Items listed in a dataset:

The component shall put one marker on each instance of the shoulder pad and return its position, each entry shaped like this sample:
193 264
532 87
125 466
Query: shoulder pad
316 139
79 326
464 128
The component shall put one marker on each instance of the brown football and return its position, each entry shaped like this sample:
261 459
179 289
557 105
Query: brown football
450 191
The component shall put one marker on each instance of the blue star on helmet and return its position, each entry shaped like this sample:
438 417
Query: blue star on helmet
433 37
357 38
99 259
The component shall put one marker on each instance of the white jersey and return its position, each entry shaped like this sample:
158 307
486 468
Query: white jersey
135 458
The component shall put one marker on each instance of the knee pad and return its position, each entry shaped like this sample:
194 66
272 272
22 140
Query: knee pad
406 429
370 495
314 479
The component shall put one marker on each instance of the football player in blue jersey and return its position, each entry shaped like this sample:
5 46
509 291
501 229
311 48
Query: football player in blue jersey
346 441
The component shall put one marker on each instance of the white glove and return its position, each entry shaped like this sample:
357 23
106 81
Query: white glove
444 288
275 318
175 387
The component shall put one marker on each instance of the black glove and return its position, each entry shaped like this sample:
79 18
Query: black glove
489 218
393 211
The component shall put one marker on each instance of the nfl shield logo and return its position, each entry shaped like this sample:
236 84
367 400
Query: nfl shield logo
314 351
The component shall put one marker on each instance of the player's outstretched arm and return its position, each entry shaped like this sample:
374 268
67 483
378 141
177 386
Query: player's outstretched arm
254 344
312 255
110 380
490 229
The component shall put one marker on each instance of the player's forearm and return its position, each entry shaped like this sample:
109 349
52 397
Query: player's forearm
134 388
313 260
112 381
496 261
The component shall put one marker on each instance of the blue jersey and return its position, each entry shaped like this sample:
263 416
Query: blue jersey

**What you will do**:
Reproduce all entries exactly, leaving each one whole.

**Result of this exercise**:
The component shall put one marker on each instance of the shoulder pad and return its position, each entry shaped like this sample:
193 264
532 87
125 466
Query: shoulder pad
316 139
79 326
464 128
The component shall put one marker on each instance of the brown football and return its position, each entry shaped like this sample:
261 459
179 289
557 105
Query: brown football
450 191
The component shall put one marker on each instance of the blue star on helmet and return its position, each entry shaped like this sample:
438 417
Query: blue star on helmet
433 37
357 38
99 259
The component shall put one marker on each instance of the white jersey and return its position, each entry shaped like this sample:
158 307
486 468
Query: white jersey
135 458
The component shall put one marker on each instance of the knee pad and return its position, each entry shaped like this sample:
194 66
272 272
22 140
Query: knee pad
406 429
370 495
314 479
The component shall put one marker on each instance of the football player in blue jersey and return its position, each entry shaped like this sample:
5 46
509 291
501 229
311 48
Query: football player in blue jersey
346 441
The component shall put one marker on each instance of the white glove and return its position, each entry shaped like this sample:
357 23
106 81
Query: white glove
444 288
275 318
175 387
The component shall put one marker on each instance of the black glove and return its position, each entry shaped like this sample:
79 18
Query: black glove
489 218
393 211
The component shall put one marker on each instance of the nfl shield logo and return its position, each entry shaped like this sample:
236 84
367 400
Query: nfl shield logo
314 351
The component shall put one marker on each instance of the player's outstretched arm and return its position, each entry shaped like this sample:
374 268
67 483
378 141
177 386
Query: player's outstretched arm
254 344
312 255
110 380
490 229
The component shall put one marker on each instance of the player's forearm and return its position, each entry shaped like this sample:
109 349
52 397
Query: player's forearm
134 388
313 260
112 381
496 261
The component shall put one marker on each instance of the blue jersey and return its position, each entry shaped like this sample:
263 416
Query: blue jersey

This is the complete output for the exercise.